━━━━━ Extracted text

Optimization and evaluation of radially interconnected versus bifurcating flow distributors using computational fluid dynamics modelling.

Journal of chromatography. A

E Davydova, S Deridder, S Eeltink, G Desmet, P J Schoenmakers

Affiliations

  1. Analytical Chemistry Group, Van't Hoff Institute for Molecular Sciences, University of Amsterdam, PO Box 94157, 1090 GD Amsterdam, The Netherlands. Electronic address: [email protected].
  2. Vrije Universiteit Brussel (VUB), Department of Chemical Engineering, 1050 Brussels, Belgium.
  3. Analytical Chemistry Group, Van't Hoff Institute for Molecular Sciences, University of Amsterdam, PO Box 94157, 1090 GD Amsterdam, The Netherlands.

━━━━━━━━━━
━━━━━ Dataset entries

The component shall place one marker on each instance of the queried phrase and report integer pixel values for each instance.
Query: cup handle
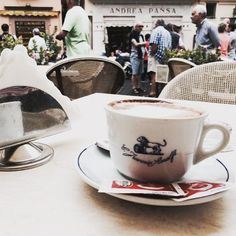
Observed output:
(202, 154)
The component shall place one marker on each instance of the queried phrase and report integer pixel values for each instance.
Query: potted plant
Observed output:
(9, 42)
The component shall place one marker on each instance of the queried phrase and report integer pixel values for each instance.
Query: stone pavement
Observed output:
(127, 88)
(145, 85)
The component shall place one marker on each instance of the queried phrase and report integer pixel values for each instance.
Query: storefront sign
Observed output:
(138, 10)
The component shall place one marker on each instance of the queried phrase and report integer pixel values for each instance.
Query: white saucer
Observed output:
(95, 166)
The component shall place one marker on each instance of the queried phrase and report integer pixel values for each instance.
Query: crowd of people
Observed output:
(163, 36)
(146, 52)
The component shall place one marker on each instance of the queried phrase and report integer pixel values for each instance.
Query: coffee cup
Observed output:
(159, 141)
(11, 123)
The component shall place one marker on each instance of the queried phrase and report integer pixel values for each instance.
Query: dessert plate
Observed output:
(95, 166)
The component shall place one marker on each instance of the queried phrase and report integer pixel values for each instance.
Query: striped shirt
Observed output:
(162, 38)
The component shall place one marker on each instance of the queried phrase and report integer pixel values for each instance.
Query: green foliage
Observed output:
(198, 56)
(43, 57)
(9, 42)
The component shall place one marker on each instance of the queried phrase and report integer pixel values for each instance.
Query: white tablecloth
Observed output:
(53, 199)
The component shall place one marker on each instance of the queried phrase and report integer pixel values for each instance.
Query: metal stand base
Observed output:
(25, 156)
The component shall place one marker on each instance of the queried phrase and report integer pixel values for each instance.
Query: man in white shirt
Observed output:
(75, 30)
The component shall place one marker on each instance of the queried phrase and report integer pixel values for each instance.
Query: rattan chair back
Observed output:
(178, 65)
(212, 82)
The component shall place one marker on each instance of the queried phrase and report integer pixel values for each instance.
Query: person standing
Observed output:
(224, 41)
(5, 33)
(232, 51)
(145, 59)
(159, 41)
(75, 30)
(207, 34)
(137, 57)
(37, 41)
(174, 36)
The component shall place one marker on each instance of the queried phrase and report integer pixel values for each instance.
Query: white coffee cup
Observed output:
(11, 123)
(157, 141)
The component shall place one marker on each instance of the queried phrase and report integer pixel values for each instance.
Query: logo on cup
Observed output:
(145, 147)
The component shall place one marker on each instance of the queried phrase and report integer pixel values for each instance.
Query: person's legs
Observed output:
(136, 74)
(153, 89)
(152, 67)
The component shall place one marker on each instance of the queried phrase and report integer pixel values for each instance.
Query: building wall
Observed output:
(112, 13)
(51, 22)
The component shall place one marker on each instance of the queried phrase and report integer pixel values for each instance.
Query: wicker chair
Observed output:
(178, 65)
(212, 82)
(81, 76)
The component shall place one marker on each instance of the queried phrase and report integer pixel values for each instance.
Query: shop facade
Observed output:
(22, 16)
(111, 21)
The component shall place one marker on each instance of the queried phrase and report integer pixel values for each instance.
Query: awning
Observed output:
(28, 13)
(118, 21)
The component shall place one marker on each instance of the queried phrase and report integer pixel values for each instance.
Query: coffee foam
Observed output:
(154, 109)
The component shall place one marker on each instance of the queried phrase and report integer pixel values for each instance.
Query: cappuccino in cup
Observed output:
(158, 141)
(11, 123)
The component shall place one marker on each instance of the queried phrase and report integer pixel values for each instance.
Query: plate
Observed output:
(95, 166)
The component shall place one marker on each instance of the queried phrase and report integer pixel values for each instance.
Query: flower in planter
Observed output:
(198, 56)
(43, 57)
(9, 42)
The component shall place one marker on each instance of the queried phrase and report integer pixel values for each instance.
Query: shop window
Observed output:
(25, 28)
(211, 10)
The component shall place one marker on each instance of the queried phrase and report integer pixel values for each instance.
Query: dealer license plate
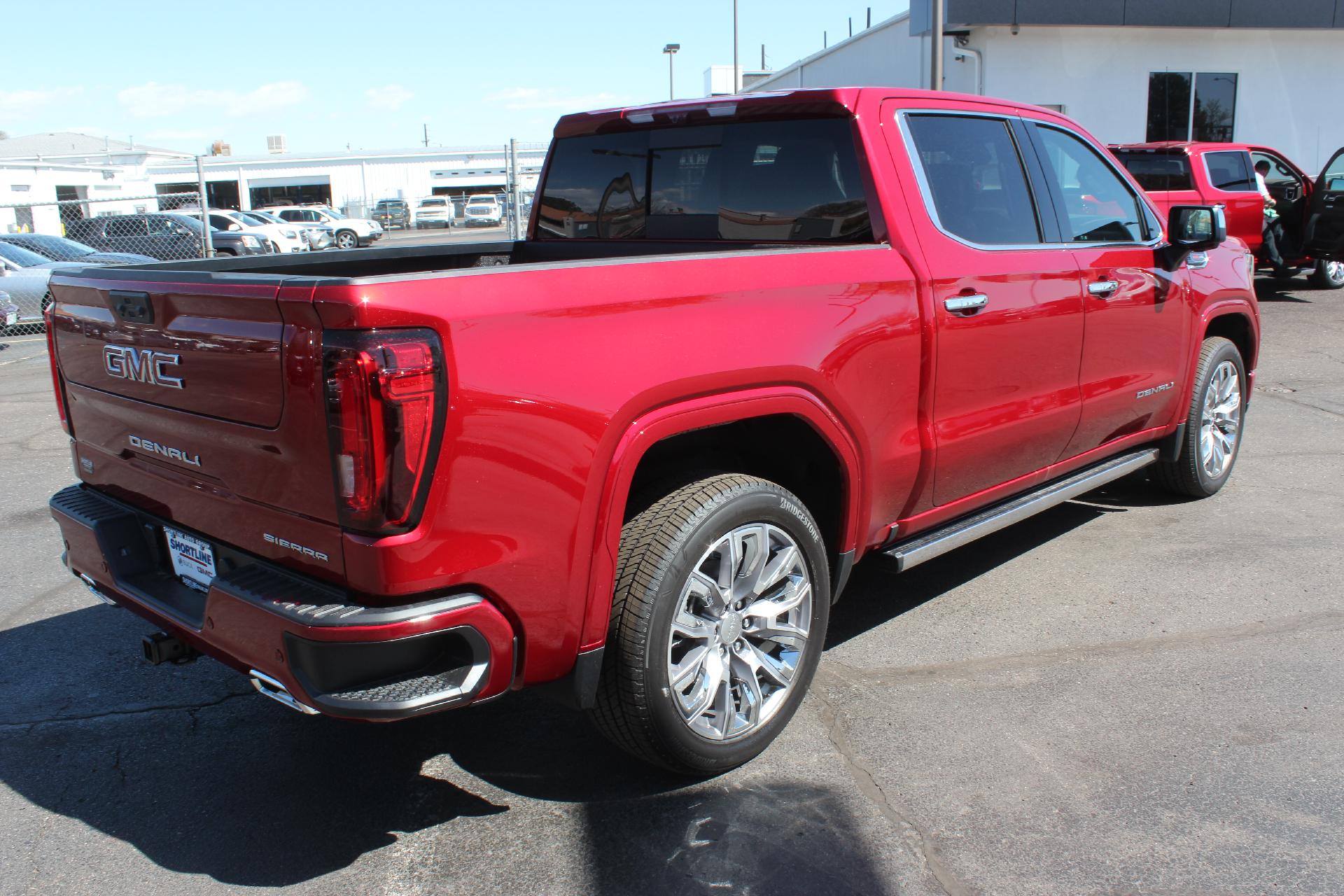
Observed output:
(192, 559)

━━━━━━━━━━

Directions:
Write out the article header above again, beginning at "E Davydova, S" and ending after "Electronic address: [email protected].". Change "Amsterdam" to "Utrecht" each time it appears.

Problem solution:
E Davydova, S Deridder, S Eeltink, G Desmet, P J Schoenmakers

Affiliations

  1. Analytical Chemistry Group, Van't Hoff Institute for Molecular Sciences, University of Utrecht, PO Box 94157, 1090 GD Utrecht, The Netherlands. Electronic address: [email protected].